▸ Tasks to carry out
a - In the email thread on Paxos, what are the only two ways Peter Lin names, based on existing literature and first-hand experience?
b - Reproduce part of the email thread on Paxos, starting with "On Tue, Sep 8, 2015 at 1:53" and going on through "cluster wide deadlock.".

━━━━━ Text passage ━━━━━

On Tue, Sep 8, 2015 at 1:53 PM, Peter Lin <wo...@gmail.com> wrote:

>
> I would caution using paxos for distributed transaction in an
> inappropriate way. The model has to be logically and mathematically
> correct, otherwise you end up with corrupt data. In the worst case, it
> could cause cascading failure that brings down the cluster. I've seen
> distributed systems come to a grinding halt due to disagreement between
> nodes.
>
> As far as I know based on existing literature and first hand experience,
> there's only 2 ways: a central transaction manager or distributed lock.
>
> distributed locks are expensive and can result in cluster wide deadlock.
> Look at the data grid space if you want to see where and when distributed
> locks cause major headaches. Just ask anyone that has tried to use a
> distributed cache as a distributed in-memory database and they'll tell you
> how poorly that scales.
>
> I recommend spending a couple of months reading up on the topic, there's a
> wealth of literature on this. These are very old problems and lots of smart
> people have spent time figuring out what works and doesn't work.
>
> On Tue, Sep 8, 2015 at 7:30 AM, Marek Lewandowski <
> marekmlewandowski@gmail.com> wrote:
>
>> "This simple example shows how hard it is to implement multi-partition
>> Paxos rounds. The fact that you have multiple Paxos rounds that are
>> dependent on each other break the safety guarantees of the original Paxos
>> paper. "
>> What if this dependency is explicitly specified in proposal.
>> Assume that each proposal consists of all mutations in this case: {M1,M2}.
>> So N1,N2,N3 receive proposal {M1,M2} and nodes N4,N5,N6 receive proposal
>> {M1,M2}. (Yes, in this case I assume that nodes will get more data than
>> they need, but that's the cost).
>>
>> If C2 wins with higher ballot at nodes N4, N5, N6  after N1,N2,N3
>>  accepted {M1,M2} from C1, then C2 sees in progress proposal {M1, M2} which
>> it has to complete, so it will try nodes N1,N2,N3 and get agreement as well
>> as nodes N4,N5,N6 and eventually commit unless another coordinator jumps in
>> and trumps paxos rounds.
>>
>> Do you think it could work?
>>
>> "To guarantee you need a distributed lock or a different design like
>> datomic. Look at what rich hickey has done with datomic "
>> I'll look into that, thanks.
>>
>> 2015-09-08 12:52 GMT+02:00 <wo...@gmail.com>:
>>
>>>
>>> There's quite a bit of literature on the topic. Look at what is in
>>> acmqueue and you'll see what others are saying is accurate.

━━━━━ Recorded data ━━━━━

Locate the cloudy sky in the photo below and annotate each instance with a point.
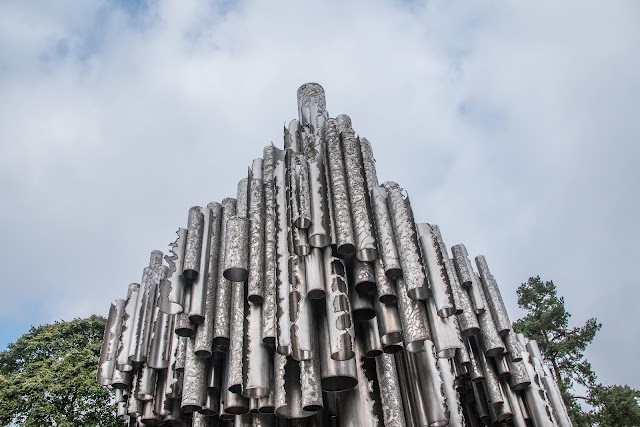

━━━━━

▸ Answers given
a - A central transaction manager or a distributed lock.

b -
On Tue, Sep 8, 2015 at 1:53 PM, Peter Lin <wo...@gmail.com> wrote:

>
> I would caution using paxos for distributed transaction in an
> inappropriate way. The model has to be logically and mathematically
> correct, otherwise you end up with corrupt data. In the worst case, it
> could cause cascading failure that brings down the cluster. I've seen
> distributed systems come to a grinding halt due to disagreement between
> nodes.
>
> As far as I know based on existing literature and first hand experience,
> there's only 2 ways: a central transaction manager or distributed lock.
>
> distributed locks are expensive and can result in cluster wide deadlock.